» **What the exercise asks**:
Reproduce the material below word for word, keeping every line in its original order.

--*--

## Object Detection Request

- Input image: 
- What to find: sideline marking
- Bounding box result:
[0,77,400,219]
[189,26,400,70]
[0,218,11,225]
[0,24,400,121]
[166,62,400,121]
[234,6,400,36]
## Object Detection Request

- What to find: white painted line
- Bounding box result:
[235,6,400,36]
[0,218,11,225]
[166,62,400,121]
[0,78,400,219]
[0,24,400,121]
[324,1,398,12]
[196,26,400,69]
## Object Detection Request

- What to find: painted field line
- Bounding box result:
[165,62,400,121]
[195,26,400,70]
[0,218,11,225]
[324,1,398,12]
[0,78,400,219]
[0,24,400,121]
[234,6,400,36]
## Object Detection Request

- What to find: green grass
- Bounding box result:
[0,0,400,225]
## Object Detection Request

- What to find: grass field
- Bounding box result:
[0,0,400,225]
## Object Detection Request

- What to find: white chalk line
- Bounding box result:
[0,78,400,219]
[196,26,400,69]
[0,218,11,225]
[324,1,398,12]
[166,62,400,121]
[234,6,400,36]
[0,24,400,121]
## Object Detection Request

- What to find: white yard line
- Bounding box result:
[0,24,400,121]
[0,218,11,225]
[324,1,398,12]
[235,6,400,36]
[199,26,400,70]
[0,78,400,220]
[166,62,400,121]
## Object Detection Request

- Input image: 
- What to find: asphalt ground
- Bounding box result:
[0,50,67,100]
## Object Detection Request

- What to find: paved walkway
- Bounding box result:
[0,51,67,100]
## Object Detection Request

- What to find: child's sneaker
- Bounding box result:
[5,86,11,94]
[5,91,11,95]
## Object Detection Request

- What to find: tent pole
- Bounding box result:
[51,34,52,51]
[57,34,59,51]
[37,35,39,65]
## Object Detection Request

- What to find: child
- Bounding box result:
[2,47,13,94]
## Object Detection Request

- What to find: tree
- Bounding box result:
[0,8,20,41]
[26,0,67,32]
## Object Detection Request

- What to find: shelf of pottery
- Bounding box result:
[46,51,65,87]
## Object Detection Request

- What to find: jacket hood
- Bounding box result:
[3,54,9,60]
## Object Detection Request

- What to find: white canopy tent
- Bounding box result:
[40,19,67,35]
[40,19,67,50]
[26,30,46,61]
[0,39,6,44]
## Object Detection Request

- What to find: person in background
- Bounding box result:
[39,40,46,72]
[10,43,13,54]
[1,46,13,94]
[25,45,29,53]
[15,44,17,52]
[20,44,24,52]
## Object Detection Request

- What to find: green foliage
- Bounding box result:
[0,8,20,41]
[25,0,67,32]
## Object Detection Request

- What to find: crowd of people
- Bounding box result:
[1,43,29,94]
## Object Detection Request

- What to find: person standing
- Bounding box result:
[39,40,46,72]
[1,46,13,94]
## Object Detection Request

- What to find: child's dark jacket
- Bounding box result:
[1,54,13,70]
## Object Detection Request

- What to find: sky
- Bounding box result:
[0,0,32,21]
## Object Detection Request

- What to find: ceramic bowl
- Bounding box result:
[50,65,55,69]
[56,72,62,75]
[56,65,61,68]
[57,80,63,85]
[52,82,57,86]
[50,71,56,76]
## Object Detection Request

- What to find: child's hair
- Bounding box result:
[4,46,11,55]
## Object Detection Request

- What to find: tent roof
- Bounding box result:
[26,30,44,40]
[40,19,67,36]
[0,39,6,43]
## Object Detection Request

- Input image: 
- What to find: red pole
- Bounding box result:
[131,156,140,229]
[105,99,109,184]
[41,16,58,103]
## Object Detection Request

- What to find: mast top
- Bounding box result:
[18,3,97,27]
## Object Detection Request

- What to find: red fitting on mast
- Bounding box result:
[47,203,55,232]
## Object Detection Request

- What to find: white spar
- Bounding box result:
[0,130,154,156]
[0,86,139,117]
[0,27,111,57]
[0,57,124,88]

--*--

» **Exercise result**:
## Object Detection Request

- Input image: 
- What to find: sideline marking
- Bounding box result:
[0,77,400,219]
[189,26,400,70]
[0,218,11,225]
[0,24,400,121]
[166,62,400,121]
[234,6,400,36]
## Object Detection Request

- What to find: white painted line
- Bounding box result:
[235,6,400,36]
[0,218,11,225]
[166,62,400,121]
[0,78,400,219]
[0,24,400,121]
[324,1,398,12]
[196,26,400,69]
## Object Detection Request

- What to find: painted field line
- Bounding box result:
[165,62,400,121]
[195,26,400,70]
[0,218,11,225]
[324,1,398,12]
[0,78,400,219]
[0,24,400,121]
[234,6,400,36]
## Object Detection Request

- What to find: green grass
- Bounding box result:
[0,0,400,225]
## Object Detection Request

- What to find: grass field
- Bounding box result:
[0,0,400,225]
## Object Detection Request

- What to find: white chalk line
- Bounding box result:
[0,78,400,219]
[196,26,400,69]
[0,218,11,225]
[324,1,398,12]
[166,62,400,121]
[234,6,400,36]
[0,24,400,121]
## Object Detection Request

- What to find: white yard line
- Bounding box result:
[0,24,400,121]
[0,218,11,225]
[324,1,398,12]
[235,6,400,36]
[199,26,400,70]
[0,78,400,220]
[166,62,400,121]
## Object Detection Request

- Input image: 
- What to find: asphalt ground
- Bounding box result:
[0,50,67,100]
## Object Detection Request

- What to find: paved walkway
- Bounding box result:
[0,51,67,100]
## Object Detection Request

- What to find: child's sneaker
- Bounding box result:
[5,86,11,94]
[5,91,11,95]
## Object Detection Request

- What to find: tent pole
- Bounding box result:
[51,34,52,51]
[57,34,59,51]
[37,35,39,65]
## Object Detection Request

- What to find: child
- Bounding box result:
[2,47,13,94]
## Object Detection Request

- What to find: tree
- Bounding box result:
[0,8,20,41]
[26,0,67,32]
## Object Detection Request

- What to find: shelf of pottery
- Bounding box result:
[46,51,65,87]
## Object Detection Request

- What to find: jacket hood
- Bounding box result:
[3,54,9,60]
## Object Detection Request

- What to find: white canopy tent
- Bounding box result:
[40,19,67,35]
[40,19,67,50]
[26,30,46,61]
[0,39,6,44]
## Object Detection Request

- What to find: person in background
- Bounding box result:
[39,40,46,72]
[10,43,13,54]
[1,46,13,94]
[25,45,29,53]
[15,44,17,52]
[20,44,24,52]
## Object Detection Request

- What to find: green foliage
- Bounding box result:
[0,8,20,41]
[25,0,67,32]
## Object Detection Request

- What to find: crowd of people
- Bounding box result:
[1,43,29,94]
## Object Detection Request

- What to find: person standing
- Bounding box result:
[39,40,46,72]
[1,46,13,94]
## Object Detection Request

- What to find: child's dark jacket
- Bounding box result:
[1,54,13,70]
## Object Detection Request

- What to find: sky
- Bounding box result:
[0,0,32,21]
## Object Detection Request

- What to find: ceramic bowl
- Bounding box result:
[50,65,55,69]
[56,72,62,75]
[56,65,61,68]
[57,80,63,85]
[52,82,57,86]
[50,71,56,76]
## Object Detection Request

- What to find: child's hair
- Bounding box result:
[4,46,11,55]
## Object Detection Request

- What to find: tent roof
- Bounding box result:
[26,30,44,40]
[40,19,67,36]
[0,39,6,43]
## Object Detection Request

- Input image: 
- What to find: red pole
- Bounding box result:
[131,156,140,229]
[105,99,109,184]
[41,16,58,103]
## Object Detection Request

- What to find: mast top
- Bounding box result:
[18,3,97,27]
## Object Detection Request

- What to find: red fitting on mast
- Bounding box result:
[47,203,55,232]
## Object Detection Request

- What to find: white spar
- Bounding box result:
[0,130,154,156]
[0,86,139,117]
[0,27,111,57]
[0,57,124,88]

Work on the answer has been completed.